Dokumenttext:
——

Preview mit Ecken und Kanten lässt Fragen offen
Der mit Spannung erwartete neue Google-Service "Wave" steckt derzeit zwischen der vom Unternehmen angekündigten "Revolution" und einem medialen Hype fest. Seit einigen Tagen steht das Produkt einem erlesenen Kreis von weltweit rund 100.000 Testnutzern in einer Vorabversion zur Verfügung. Ob Google Wave, das weithin unter dem sperrigen Begriff "Kollaborationsdienst" geführt wird, den hohen Erwartungen, die seit der offiziellen Ankündigung im Mai dieses Jahres in das Produkt gesetzt wurden, gerecht werden kann, bleibt abzuwarten. Das Interesse an den exklusiven Einladungen war und ist enorm groß, auf eBay wurden gar dreistellige Dollarbeträge für einen "Invite" geboten.

——

Bereitgestelltes Material:
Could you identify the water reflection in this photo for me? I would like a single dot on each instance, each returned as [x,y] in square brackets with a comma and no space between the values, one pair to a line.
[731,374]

——

Details zur Aufgabe:
Wie vielen Testnutzern steht die Vorabversion von Google Wave laut dem Text über den neuen Google-Dienst derzeit zur Verfügung?

Vollständige Antwort:
Weltweit rund 100.000 Testnutzern.